Excerpts from location labeling data
++++++
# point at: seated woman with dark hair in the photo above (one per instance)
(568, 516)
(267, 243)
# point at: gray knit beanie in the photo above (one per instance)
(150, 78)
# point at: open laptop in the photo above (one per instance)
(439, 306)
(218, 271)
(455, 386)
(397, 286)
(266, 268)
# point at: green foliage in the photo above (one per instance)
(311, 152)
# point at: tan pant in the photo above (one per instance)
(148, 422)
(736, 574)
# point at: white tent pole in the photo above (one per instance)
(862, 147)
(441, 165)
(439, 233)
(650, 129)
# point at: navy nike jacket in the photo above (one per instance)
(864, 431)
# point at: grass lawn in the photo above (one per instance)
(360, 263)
++++++
**WHAT YOU WILL DO:**
Print every line of the records above without any changes.

**RESULT OF THIS TASK:**
# point at: seated woman with dark hair in the photo above (one per instance)
(568, 516)
(267, 243)
# point at: gray knit beanie in the photo above (one per instance)
(150, 78)
# point at: open laptop in the photo above (one per instance)
(439, 306)
(218, 271)
(455, 386)
(397, 286)
(266, 268)
# point at: green foliage in the photo above (one per instance)
(311, 152)
# point at: tan pant in the photo above (one per instance)
(148, 422)
(736, 574)
# point at: white tent pole in the photo above (one per instance)
(862, 147)
(441, 165)
(439, 233)
(650, 129)
# point at: navy nike jacket in the photo above (one per instance)
(864, 431)
# point at: grass lawn in the photo above (one per instance)
(360, 263)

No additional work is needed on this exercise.